● **THE TASK**: When a line of the material has the word "blue" in it, copy that line.

►

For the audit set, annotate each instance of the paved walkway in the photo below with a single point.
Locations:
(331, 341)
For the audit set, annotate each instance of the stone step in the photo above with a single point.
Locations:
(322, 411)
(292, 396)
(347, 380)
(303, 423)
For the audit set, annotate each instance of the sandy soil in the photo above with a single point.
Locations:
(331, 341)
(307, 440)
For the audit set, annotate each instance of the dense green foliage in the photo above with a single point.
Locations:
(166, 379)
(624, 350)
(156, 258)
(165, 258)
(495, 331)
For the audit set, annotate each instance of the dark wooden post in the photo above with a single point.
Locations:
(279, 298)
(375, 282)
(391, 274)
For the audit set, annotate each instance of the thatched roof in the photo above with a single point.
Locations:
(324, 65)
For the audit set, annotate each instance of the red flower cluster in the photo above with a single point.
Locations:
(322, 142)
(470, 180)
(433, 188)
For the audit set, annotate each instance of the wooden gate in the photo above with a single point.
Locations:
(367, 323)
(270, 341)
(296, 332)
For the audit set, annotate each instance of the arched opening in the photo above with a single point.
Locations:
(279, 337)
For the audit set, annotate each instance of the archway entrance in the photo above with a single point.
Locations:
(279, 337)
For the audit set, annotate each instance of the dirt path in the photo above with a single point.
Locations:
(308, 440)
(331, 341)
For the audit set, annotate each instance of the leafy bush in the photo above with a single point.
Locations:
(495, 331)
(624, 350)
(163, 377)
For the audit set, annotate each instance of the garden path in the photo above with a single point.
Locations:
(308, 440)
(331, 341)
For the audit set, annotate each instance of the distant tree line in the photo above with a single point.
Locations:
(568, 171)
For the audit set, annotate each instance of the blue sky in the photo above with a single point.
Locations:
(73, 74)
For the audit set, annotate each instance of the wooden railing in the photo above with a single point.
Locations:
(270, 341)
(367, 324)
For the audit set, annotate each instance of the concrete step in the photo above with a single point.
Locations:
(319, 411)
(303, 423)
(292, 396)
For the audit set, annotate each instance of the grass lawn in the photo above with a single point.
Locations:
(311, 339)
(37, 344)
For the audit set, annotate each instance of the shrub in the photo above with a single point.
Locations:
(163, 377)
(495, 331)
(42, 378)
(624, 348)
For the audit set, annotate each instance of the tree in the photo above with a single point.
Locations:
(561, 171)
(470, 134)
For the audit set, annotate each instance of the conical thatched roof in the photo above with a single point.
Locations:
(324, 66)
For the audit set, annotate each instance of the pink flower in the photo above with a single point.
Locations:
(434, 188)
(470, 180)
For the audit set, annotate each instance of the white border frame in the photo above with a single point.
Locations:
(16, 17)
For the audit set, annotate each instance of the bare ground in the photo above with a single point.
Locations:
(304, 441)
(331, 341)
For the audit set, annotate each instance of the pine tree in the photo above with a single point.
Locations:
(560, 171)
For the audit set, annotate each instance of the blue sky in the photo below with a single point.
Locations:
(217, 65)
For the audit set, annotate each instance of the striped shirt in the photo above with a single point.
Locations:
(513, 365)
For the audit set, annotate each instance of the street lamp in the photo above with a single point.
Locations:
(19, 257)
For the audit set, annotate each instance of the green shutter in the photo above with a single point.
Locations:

◄

● **EXERCISE RESULT**:
For the audit set, annotate each instance of the blue sky in the photo above with a single point.
For the audit set, annotate each instance of the blue sky in the photo below with a single point.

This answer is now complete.